Stored records

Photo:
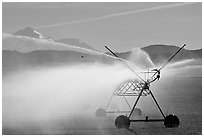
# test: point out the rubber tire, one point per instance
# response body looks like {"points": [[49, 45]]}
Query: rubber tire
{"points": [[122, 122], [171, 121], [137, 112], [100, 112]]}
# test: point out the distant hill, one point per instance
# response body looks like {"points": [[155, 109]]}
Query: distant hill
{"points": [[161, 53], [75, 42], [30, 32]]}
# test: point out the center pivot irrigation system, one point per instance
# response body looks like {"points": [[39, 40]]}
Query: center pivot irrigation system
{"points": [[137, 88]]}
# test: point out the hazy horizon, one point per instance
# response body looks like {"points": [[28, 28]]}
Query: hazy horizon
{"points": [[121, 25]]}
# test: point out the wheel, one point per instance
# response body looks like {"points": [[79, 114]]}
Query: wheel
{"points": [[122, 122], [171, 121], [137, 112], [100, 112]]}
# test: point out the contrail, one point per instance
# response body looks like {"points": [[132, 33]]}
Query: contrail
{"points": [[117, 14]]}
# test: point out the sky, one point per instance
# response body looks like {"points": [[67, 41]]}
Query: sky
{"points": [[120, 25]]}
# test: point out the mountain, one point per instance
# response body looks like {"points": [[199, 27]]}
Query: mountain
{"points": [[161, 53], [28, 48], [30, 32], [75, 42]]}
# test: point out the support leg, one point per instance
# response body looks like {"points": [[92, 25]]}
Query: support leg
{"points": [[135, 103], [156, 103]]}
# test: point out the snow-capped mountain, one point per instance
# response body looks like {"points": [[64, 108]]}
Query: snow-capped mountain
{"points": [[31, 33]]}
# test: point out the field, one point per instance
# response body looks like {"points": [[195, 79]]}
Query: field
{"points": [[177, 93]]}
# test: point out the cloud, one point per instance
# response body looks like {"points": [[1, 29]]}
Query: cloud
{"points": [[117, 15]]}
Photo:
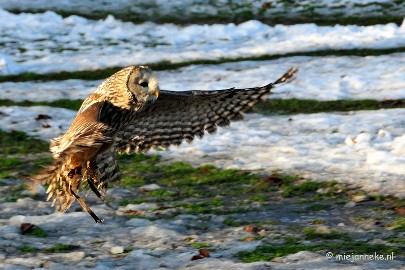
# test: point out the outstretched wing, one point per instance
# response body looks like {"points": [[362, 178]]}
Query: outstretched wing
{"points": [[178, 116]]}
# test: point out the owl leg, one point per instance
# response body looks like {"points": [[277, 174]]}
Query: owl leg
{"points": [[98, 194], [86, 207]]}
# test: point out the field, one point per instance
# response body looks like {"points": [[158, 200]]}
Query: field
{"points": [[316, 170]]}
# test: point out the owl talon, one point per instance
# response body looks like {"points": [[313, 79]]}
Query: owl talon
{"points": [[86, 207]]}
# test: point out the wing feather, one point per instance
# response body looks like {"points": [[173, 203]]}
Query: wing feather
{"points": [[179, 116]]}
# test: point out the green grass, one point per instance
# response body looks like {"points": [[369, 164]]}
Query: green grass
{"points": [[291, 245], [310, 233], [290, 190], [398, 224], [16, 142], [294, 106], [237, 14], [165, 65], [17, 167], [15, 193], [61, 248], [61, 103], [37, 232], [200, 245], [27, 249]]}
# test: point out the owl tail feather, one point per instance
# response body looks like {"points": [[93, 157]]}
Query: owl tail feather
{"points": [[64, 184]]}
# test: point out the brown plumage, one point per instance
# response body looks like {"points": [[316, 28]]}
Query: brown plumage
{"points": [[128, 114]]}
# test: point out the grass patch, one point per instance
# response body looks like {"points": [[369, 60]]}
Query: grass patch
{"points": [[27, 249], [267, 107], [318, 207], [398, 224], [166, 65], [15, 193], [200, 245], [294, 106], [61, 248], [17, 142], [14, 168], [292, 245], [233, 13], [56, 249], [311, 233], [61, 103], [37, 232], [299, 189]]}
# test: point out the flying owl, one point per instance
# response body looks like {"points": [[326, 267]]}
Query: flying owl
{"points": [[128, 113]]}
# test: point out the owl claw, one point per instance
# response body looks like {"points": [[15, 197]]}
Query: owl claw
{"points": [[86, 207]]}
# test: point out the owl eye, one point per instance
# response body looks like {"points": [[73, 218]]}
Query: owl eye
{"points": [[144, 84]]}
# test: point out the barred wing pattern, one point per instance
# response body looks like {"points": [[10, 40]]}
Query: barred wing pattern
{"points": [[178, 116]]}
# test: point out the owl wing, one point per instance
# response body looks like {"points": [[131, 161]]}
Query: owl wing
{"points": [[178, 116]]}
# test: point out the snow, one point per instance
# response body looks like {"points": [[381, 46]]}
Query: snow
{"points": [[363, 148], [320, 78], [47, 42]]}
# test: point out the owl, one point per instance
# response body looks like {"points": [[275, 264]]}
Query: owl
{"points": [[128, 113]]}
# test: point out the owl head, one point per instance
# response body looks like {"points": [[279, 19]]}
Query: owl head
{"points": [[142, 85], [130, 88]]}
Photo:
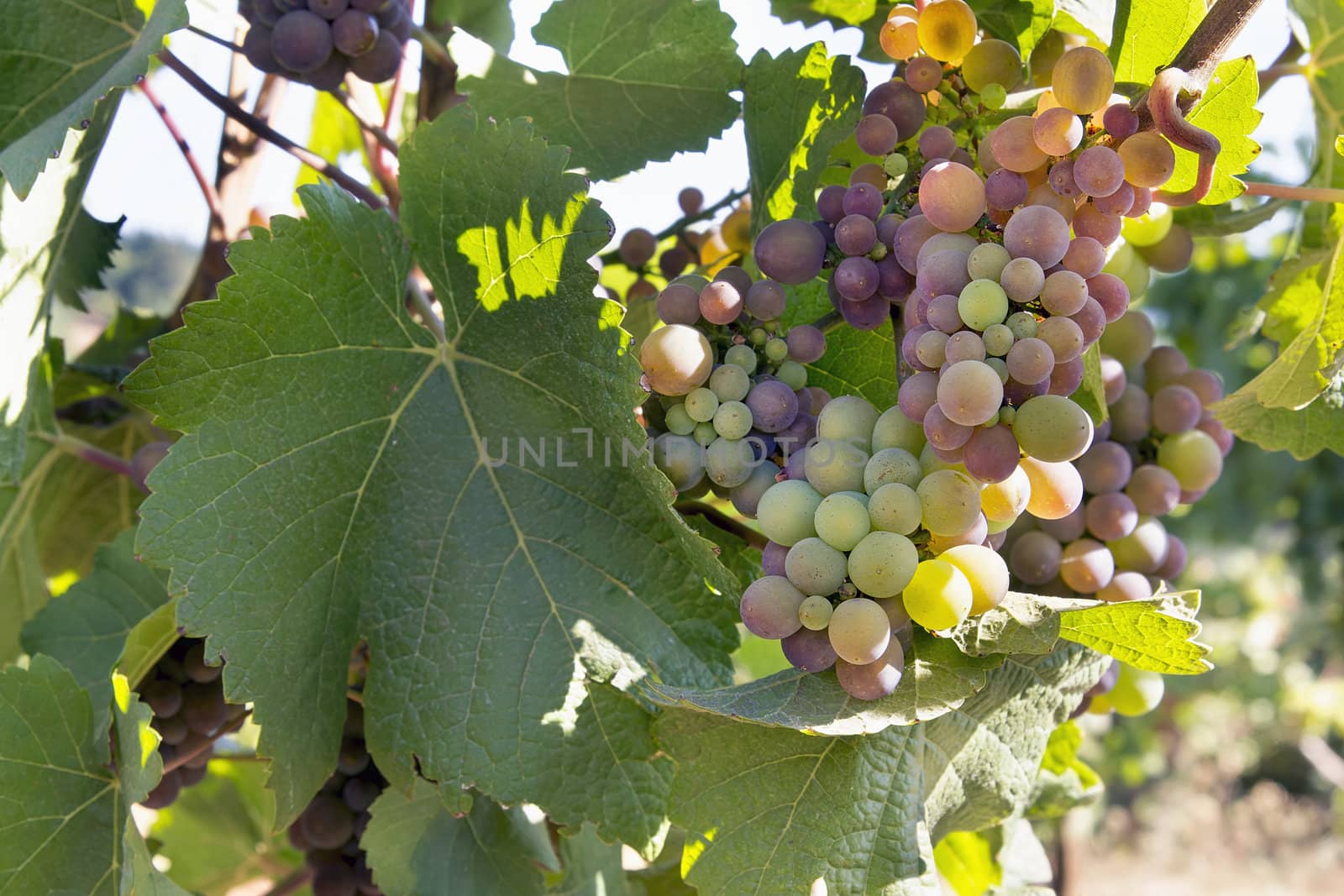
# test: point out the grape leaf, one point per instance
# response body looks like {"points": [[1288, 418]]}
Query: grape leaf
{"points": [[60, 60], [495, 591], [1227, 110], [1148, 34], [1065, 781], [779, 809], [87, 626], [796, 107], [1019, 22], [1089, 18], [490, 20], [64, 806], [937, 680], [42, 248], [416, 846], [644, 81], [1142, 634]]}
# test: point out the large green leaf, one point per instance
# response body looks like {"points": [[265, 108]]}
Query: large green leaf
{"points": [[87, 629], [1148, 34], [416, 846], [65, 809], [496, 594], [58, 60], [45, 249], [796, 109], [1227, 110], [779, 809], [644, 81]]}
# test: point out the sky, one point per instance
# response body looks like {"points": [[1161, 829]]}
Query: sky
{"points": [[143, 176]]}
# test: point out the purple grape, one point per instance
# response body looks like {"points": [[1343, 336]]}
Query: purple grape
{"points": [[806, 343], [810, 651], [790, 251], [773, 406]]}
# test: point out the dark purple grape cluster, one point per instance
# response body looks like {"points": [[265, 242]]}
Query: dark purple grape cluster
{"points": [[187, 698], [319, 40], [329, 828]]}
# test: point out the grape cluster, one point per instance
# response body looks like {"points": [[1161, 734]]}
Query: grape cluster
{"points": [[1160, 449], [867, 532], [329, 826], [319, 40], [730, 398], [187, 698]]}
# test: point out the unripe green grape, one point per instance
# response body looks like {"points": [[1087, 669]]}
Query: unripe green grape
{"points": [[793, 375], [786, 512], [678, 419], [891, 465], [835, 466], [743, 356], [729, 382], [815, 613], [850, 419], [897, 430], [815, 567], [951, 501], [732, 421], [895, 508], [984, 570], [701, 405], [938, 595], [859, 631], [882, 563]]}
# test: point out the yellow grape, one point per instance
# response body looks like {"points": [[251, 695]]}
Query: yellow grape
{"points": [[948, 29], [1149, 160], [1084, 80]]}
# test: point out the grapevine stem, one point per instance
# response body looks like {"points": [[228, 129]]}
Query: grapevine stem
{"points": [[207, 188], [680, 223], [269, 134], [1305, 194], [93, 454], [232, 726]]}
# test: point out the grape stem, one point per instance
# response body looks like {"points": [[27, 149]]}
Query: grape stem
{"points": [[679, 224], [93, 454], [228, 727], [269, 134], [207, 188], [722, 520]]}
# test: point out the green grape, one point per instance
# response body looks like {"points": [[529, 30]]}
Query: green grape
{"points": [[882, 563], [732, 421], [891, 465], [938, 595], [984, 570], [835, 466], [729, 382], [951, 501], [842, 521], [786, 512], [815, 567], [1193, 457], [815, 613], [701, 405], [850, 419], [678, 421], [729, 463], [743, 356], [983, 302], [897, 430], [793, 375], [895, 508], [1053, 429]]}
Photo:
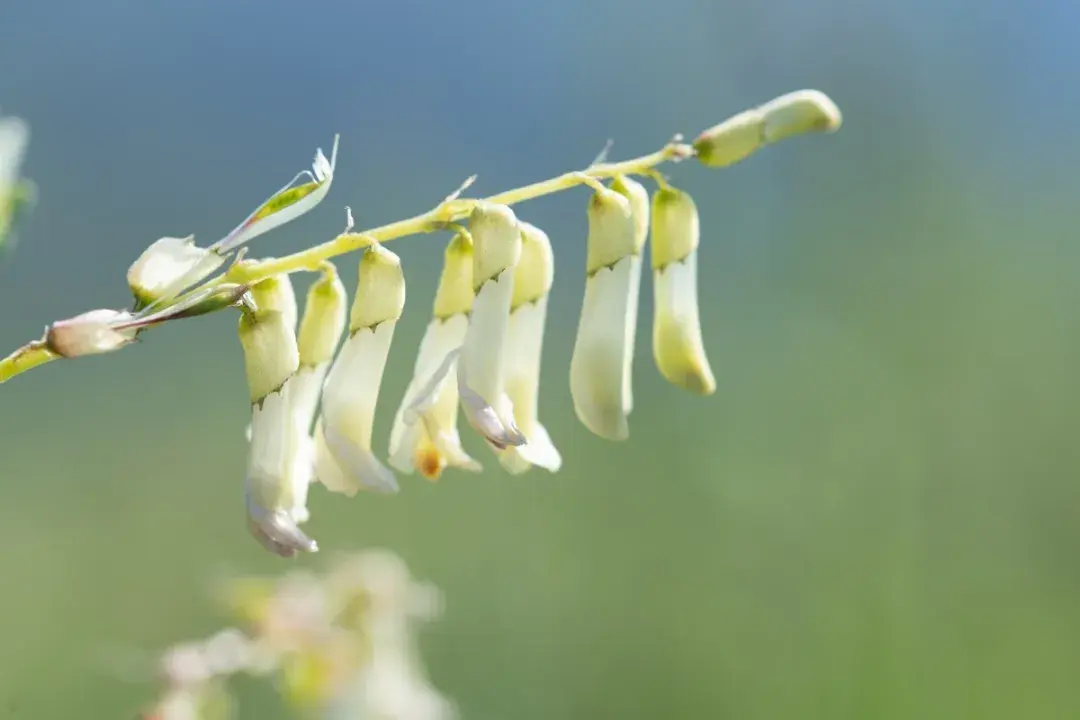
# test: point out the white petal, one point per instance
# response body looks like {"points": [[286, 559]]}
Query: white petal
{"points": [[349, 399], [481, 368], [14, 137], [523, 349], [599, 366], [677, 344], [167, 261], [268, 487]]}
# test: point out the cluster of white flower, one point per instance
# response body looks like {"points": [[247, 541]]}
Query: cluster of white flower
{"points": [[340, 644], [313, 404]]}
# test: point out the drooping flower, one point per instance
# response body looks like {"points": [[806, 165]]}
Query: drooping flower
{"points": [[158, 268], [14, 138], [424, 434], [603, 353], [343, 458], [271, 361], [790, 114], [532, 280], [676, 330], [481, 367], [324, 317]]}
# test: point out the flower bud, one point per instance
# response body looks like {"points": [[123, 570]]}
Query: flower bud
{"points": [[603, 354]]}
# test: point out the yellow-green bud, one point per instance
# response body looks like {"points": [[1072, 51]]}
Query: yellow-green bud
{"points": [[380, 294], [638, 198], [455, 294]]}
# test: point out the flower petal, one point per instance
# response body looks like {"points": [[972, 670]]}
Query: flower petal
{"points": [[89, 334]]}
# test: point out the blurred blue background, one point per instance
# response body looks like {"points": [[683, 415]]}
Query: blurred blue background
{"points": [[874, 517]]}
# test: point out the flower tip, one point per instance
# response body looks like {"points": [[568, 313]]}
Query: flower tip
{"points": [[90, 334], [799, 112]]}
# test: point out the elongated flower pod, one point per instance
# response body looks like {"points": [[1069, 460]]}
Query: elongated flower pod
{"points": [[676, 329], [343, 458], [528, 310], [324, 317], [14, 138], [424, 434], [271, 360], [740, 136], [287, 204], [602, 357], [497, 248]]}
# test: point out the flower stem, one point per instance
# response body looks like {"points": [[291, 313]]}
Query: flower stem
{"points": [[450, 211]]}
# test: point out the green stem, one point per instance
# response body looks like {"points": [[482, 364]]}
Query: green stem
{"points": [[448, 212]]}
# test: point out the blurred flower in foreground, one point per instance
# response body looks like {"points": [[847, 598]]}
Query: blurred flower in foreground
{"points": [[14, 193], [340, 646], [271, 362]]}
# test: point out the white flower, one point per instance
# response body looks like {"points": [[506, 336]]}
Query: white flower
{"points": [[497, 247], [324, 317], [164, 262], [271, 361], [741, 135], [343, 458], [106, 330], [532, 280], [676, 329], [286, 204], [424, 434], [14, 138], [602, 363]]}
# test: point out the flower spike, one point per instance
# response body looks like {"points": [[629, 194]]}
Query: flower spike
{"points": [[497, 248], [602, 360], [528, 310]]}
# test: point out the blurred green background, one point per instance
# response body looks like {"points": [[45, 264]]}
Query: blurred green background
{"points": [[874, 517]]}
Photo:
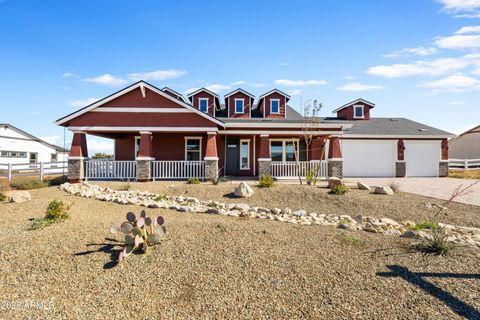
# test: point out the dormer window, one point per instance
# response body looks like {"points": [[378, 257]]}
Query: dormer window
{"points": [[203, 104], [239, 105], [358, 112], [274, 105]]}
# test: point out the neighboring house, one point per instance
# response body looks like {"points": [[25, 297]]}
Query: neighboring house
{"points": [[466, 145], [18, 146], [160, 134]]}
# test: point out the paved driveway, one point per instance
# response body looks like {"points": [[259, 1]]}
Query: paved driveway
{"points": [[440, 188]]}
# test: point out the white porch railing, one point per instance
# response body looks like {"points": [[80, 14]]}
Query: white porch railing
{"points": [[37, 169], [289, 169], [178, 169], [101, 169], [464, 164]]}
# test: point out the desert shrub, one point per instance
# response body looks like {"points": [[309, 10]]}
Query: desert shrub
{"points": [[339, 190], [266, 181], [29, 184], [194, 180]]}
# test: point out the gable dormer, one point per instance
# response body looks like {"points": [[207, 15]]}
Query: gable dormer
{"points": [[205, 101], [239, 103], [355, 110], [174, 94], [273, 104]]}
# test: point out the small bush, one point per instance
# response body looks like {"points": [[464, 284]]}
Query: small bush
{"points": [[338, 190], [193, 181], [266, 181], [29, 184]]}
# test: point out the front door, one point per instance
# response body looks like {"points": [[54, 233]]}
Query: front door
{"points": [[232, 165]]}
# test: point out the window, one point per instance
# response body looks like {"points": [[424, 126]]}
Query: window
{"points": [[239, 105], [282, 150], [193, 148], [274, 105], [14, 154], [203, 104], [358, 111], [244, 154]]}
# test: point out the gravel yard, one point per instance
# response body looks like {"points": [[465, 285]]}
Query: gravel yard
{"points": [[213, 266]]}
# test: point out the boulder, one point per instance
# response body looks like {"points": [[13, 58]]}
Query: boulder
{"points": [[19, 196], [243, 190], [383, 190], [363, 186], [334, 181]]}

What to produce: Your answer must be the lines above from the one holding "Query: flower spike" up to and including the one holding "# test: point out the dormer", exact and with no pictures.

Response box:
Query: flower spike
{"points": [[497, 248], [602, 360], [528, 310]]}
# test: point out the blurred green background, one point per instance
# response body looks like {"points": [[45, 264]]}
Query: blurred green background
{"points": [[874, 517]]}
Photo:
# test: point out the dormer window, one point per instance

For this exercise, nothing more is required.